**Prompt**
Pick up the excerpt below on agriculture's role in the growth of Asian economies and continue it after its last sentence.

**Excerpt to read**
Embedded within the macroeconomic story is a story about the performance of agriculture. With the exception of Singapore and Hong Kong, the rapidly growing Asian economies have relied on agricultural prosperity as a stepping stone to industrial 12 modernization. In Japan, Taiwan (China), China, the Republic of Korea and even some of the Southeast Asian countries, such as Malaysia and Thailand, thriving agricultural sector contributed in four ways: It was a source of capital and surplus rural workers, which provided nascent industries with cheap labor.

Rising rural incomes created markets for manufactured goods and services, which in turn contributed to the early spread of small and medium-size enterprises (Park and Johnston 1995).

· Agricultural intensification and diversification into cash crops established forward linkages to processing industries, which became the nucleus of a diversified rural industrial system closely tied to the urban economy.

**Stored data**
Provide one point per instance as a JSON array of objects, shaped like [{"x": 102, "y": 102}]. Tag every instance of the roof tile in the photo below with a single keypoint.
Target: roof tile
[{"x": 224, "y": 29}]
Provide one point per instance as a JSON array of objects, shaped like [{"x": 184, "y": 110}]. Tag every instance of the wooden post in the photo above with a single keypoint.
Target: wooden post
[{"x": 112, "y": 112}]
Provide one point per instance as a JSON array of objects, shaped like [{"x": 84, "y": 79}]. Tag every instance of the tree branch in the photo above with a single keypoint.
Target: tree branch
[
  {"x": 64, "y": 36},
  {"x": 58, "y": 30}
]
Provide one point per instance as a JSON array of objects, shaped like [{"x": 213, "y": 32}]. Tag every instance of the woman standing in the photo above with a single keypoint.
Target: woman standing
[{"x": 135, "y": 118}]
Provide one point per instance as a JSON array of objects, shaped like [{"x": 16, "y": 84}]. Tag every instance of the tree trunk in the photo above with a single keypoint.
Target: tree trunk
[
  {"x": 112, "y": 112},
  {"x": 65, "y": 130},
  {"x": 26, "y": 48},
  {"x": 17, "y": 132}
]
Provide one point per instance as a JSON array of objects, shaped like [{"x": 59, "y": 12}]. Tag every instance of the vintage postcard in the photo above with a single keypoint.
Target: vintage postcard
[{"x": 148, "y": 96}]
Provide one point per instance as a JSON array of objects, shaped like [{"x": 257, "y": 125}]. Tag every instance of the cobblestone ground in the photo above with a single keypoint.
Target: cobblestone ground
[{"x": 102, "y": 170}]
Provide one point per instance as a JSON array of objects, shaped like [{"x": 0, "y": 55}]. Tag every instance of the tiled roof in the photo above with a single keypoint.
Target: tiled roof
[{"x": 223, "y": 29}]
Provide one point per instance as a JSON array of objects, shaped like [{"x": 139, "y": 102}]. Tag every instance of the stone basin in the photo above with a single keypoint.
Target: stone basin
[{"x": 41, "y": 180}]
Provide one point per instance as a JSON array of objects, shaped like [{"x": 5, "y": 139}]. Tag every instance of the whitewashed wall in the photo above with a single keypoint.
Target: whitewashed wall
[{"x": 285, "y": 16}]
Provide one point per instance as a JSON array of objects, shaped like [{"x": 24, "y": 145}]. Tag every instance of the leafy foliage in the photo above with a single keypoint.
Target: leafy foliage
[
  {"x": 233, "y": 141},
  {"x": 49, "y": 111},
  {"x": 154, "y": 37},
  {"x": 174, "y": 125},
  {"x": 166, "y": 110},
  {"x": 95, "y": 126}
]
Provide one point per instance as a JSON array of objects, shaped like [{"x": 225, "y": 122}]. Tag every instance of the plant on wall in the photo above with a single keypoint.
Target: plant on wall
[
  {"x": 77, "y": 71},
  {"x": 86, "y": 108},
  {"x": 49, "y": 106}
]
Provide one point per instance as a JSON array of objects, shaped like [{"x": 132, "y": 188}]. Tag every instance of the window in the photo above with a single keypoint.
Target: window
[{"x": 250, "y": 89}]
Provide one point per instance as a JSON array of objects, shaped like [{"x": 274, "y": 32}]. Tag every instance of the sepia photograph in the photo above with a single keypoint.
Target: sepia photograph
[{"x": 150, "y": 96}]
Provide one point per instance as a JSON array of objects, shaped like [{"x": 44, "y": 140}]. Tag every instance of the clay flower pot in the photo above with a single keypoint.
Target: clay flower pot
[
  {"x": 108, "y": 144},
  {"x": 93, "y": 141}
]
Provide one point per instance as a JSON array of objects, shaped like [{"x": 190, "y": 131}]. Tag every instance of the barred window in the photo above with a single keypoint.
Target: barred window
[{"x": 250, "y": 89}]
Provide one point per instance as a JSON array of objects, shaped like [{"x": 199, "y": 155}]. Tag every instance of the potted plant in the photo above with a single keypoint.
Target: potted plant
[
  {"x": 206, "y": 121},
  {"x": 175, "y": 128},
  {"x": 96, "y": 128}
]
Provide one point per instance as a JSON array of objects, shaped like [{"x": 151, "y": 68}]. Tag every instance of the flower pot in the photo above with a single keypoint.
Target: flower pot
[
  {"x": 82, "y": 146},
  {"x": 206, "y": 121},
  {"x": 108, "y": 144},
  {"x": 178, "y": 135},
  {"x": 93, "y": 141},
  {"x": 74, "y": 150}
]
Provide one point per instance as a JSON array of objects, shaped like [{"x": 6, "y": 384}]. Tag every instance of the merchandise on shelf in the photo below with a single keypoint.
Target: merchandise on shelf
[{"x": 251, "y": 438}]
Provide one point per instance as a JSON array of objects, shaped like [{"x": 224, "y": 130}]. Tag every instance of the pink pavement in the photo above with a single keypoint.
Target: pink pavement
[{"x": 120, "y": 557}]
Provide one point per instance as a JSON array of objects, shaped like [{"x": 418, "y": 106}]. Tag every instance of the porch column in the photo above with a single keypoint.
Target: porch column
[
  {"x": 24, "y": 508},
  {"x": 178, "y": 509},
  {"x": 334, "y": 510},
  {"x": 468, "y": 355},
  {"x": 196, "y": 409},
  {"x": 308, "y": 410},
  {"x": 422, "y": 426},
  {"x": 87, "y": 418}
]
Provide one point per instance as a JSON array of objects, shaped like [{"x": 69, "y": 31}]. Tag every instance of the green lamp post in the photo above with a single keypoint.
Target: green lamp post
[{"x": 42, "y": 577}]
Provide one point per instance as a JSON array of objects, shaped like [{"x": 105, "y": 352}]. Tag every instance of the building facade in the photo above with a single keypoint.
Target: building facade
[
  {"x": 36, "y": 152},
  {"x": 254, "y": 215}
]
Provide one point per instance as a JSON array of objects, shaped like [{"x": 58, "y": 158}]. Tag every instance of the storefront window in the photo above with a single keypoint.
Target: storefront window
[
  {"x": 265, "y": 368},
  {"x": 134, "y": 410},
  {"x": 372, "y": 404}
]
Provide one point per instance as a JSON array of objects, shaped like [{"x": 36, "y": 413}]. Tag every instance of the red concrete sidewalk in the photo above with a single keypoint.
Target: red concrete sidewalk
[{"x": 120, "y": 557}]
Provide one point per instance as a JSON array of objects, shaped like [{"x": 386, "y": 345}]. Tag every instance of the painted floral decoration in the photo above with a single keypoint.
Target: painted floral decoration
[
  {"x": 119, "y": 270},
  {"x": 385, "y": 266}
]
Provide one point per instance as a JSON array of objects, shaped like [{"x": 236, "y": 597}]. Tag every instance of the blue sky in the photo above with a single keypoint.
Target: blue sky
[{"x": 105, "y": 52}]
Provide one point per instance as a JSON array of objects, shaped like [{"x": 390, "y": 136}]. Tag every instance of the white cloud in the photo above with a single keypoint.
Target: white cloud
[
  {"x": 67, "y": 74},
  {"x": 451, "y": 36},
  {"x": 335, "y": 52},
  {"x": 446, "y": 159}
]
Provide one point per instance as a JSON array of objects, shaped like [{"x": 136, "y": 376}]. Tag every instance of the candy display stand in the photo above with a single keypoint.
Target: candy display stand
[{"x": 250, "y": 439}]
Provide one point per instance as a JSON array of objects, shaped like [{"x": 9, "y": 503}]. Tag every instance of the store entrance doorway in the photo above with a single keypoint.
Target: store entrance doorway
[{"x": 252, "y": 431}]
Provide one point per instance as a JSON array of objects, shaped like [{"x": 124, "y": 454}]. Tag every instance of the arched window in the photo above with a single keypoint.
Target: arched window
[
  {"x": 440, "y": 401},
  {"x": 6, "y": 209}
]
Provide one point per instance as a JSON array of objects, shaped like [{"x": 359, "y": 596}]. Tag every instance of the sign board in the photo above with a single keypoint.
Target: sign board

**The output**
· An efficient, outward-oriented agricultural sector became, in some cases, a significant exporter of cash crops that brought in much needed foreign exchange. Or, after a period of gestation rural industry began to produce for overseas markets, capitalizing on their lower overheads and more competitive labor markets.

In all countries in which agriculture has played a handmaiden's role, exports and rural industry entered at a later stage of development. First agriculture had to be put on sound footing by raising land and labor productivity. Labor productivity can be increased by enlarging the cultivated area or by augmenting land quality. But because good land quickly becomes scarce in most countries, gains in land productivity are mainly derived from planting high-yielding hybrids, using more fertilizers and pesticides, and practicing better water management, especially by using pumps and mechanization that facilitates multiple cropping or helps shave seasonal labor constraints.